◆ Problema proposto:
Trascrivi senza alcuna modifica le righe riportate più sotto, a partire da quella che contiene "Kindly outline every instance of the light" fino a quella che contiene "M 240 171 L", comprese entrambe.

◆ Righe dell'esercizio:
□ □ □ □ □
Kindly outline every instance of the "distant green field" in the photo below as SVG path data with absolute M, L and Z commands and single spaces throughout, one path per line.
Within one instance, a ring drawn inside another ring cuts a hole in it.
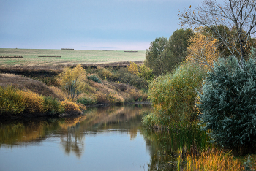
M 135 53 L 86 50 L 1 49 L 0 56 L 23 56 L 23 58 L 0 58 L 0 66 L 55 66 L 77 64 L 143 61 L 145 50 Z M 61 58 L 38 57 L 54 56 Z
□ □ □ □ □
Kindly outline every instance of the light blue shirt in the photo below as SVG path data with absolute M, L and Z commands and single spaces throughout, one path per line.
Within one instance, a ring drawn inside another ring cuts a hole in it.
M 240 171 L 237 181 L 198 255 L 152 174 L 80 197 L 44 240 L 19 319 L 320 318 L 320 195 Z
□ □ □ □ □
◆ Risposta all'esercizio:
Kindly outline every instance of the light blue shirt in the photo below as SVG path data with absolute M, L and Z commands and single spaces throughout, one path per line.
Within one instance, a ring drawn inside another ring cuts a hole in it.
M 240 171 L 237 181 L 198 255 L 152 174 L 80 197 L 44 240 L 19 319 L 320 318 L 320 195 Z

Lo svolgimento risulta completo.